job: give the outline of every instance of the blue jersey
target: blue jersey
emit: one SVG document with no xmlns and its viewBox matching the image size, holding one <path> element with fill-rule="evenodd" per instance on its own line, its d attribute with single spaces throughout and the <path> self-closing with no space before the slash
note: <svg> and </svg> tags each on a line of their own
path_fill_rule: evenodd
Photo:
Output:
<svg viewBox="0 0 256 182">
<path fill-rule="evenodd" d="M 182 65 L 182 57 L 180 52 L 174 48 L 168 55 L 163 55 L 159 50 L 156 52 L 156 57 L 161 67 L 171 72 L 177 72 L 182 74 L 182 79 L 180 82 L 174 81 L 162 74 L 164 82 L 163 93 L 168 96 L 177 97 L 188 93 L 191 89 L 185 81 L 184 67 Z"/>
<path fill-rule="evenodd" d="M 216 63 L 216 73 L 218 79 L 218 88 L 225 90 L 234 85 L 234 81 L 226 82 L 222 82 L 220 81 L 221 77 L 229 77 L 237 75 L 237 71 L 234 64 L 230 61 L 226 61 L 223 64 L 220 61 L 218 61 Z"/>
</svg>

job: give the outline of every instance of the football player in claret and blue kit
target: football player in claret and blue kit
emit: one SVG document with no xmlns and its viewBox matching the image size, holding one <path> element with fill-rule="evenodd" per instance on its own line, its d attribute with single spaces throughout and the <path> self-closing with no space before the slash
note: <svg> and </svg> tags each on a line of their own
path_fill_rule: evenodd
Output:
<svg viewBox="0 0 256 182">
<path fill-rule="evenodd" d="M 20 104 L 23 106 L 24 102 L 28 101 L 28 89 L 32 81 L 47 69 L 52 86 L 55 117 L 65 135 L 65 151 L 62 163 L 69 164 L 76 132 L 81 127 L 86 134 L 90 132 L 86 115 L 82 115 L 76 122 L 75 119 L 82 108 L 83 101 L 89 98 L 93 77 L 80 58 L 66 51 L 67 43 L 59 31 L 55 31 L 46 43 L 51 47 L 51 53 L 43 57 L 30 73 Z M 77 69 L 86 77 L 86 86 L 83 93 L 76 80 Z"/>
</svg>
--------------------------------
GOAL:
Put the lines from the first line of the entries through the line containing "target: blue jersey" into a numbered list, leaving out any blank lines.

EXERCISE SOLUTION:
1. job: give the outline of every instance of the blue jersey
2. target: blue jersey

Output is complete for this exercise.